■ Stated exercise ■
Print the entries verbatim, leaving out the images they contain.

■ Data listing ■
— BEGIN —

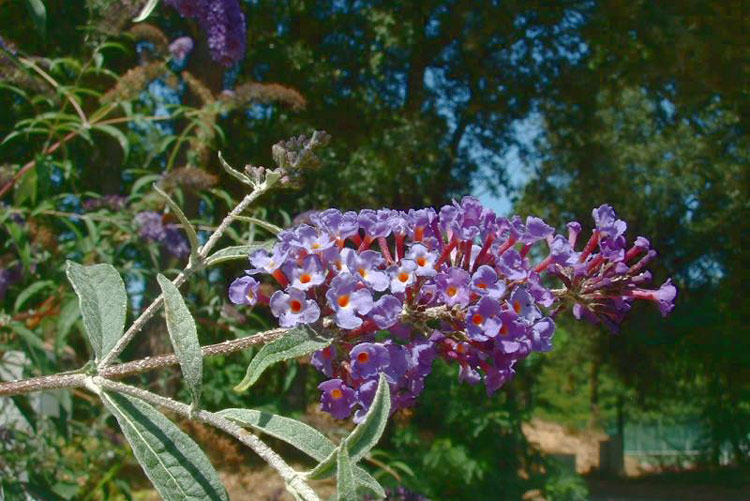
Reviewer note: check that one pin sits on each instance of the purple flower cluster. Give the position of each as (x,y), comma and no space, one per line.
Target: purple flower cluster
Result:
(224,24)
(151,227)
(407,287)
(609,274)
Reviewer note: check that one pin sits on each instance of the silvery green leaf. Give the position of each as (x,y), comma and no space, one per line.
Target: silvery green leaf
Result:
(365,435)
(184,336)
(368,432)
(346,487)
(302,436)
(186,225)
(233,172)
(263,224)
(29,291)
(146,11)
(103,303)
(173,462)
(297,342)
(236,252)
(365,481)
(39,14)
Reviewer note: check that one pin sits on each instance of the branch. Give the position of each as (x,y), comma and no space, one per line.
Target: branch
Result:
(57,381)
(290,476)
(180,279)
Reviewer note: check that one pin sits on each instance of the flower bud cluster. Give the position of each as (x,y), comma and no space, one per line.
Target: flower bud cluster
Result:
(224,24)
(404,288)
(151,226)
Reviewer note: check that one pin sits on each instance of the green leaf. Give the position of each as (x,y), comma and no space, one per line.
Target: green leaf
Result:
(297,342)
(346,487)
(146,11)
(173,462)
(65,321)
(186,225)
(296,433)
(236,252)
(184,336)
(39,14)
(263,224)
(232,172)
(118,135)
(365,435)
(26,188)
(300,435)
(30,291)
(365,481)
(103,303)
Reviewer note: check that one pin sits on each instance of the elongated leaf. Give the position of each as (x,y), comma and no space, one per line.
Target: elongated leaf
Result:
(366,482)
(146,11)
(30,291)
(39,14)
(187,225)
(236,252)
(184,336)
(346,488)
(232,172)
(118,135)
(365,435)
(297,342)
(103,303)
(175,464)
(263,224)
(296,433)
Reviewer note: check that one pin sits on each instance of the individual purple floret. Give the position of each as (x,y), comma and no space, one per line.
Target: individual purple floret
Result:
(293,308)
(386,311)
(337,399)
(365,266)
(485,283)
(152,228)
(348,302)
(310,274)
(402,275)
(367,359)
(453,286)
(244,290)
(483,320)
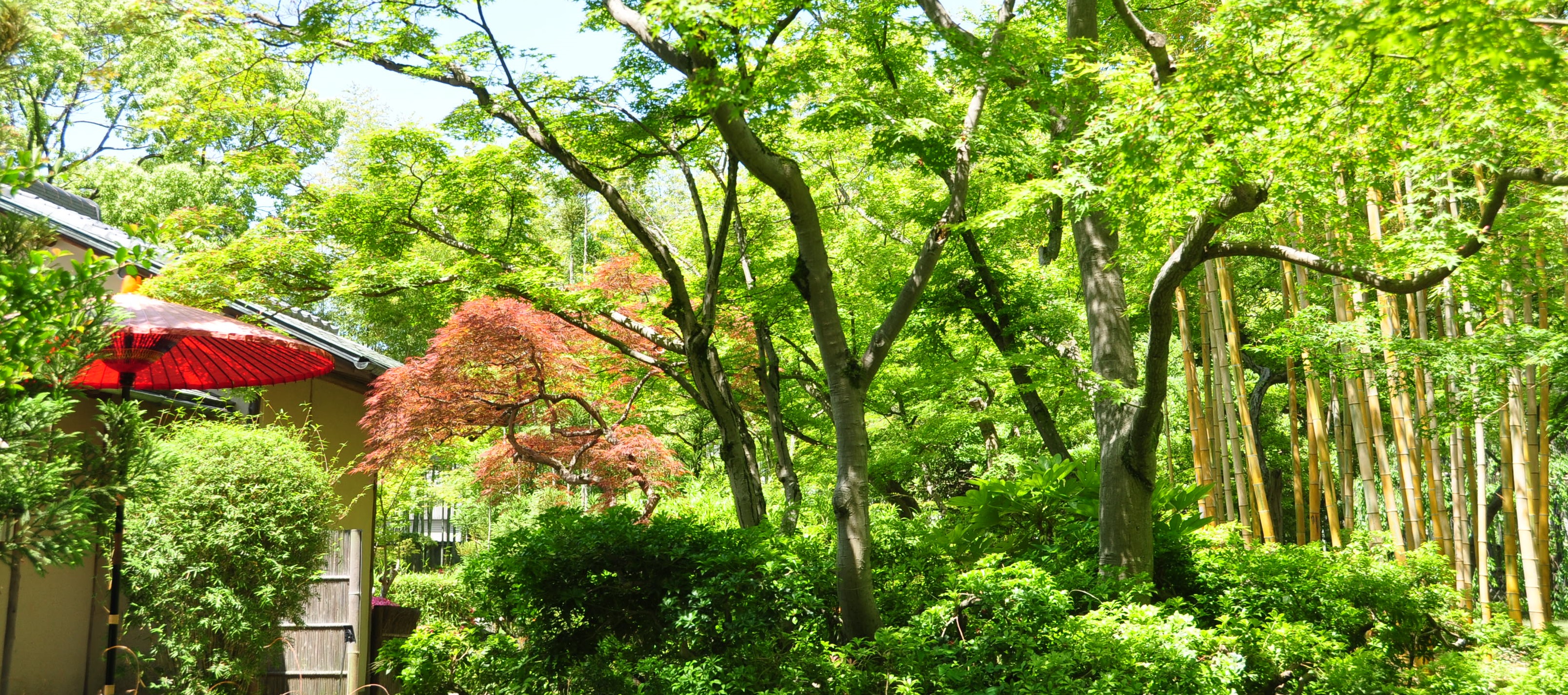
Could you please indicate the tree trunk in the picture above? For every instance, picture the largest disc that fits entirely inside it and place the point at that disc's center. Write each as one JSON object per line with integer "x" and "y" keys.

— END —

■ Response for this exercise ■
Reviewer note: check that one pin sits on each instance of the purple flower cluster. Give the position of each as (x,y), comma and no space, one per line.
Target: purple flower cluster
Result:
(224,24)
(151,227)
(407,287)
(609,274)
Reviewer note: check that one pin sits on each instance of the silvery green leaf. Give the position of each as (x,y), comma and no space, one per line.
Target: silvery green leaf
Result:
(365,435)
(184,336)
(368,432)
(346,487)
(302,436)
(186,225)
(233,172)
(263,224)
(29,291)
(146,11)
(103,303)
(173,462)
(297,342)
(236,252)
(365,481)
(39,14)
Reviewer note: check that one pin sits on each instance of the branch. Give the position of each as (x,y), comma and no space, one per line.
Target: branch
Result:
(57,381)
(290,476)
(180,279)
Reviewer note: check that one pin sits on each instance of the flower bud cluster. Give the position of each as (x,y), comma and no space, one per line.
Target: flower bud cluster
Result:
(224,24)
(404,288)
(151,226)
Reviewer note: check that one pin sits on each instance of the green leaf. Give the position of each as (x,y), comma and no space, one per line.
Target: green leaf
Result:
(297,342)
(346,487)
(146,11)
(173,462)
(65,321)
(186,225)
(296,433)
(236,252)
(184,336)
(39,14)
(263,224)
(232,172)
(118,135)
(365,435)
(26,188)
(300,435)
(30,291)
(365,481)
(103,303)
Reviewer note: check that one pin sits on each instance of the elongated leaf. Give the position of each as (x,y), comma and no space, one per line.
Target: elongated leaf
Result:
(366,482)
(146,11)
(30,291)
(39,14)
(187,225)
(236,252)
(184,336)
(346,488)
(232,172)
(118,135)
(365,435)
(297,342)
(103,303)
(175,464)
(263,224)
(296,433)
Reviewer note: check that one pin sits on each instance of the individual purple floret. Give the position of each as (x,y), comma and no space, one per line.
Target: individual purple floret
Result:
(293,308)
(386,311)
(337,399)
(365,266)
(485,283)
(152,228)
(348,302)
(310,274)
(402,275)
(367,359)
(453,286)
(244,290)
(483,320)
Could you please indicate the tree trunk in the picture above? For every instance, picture the largest disc that fits entirely inside it and place the point at that disc's center. Write each as one JSON object per line with integer "x" and "y" keys.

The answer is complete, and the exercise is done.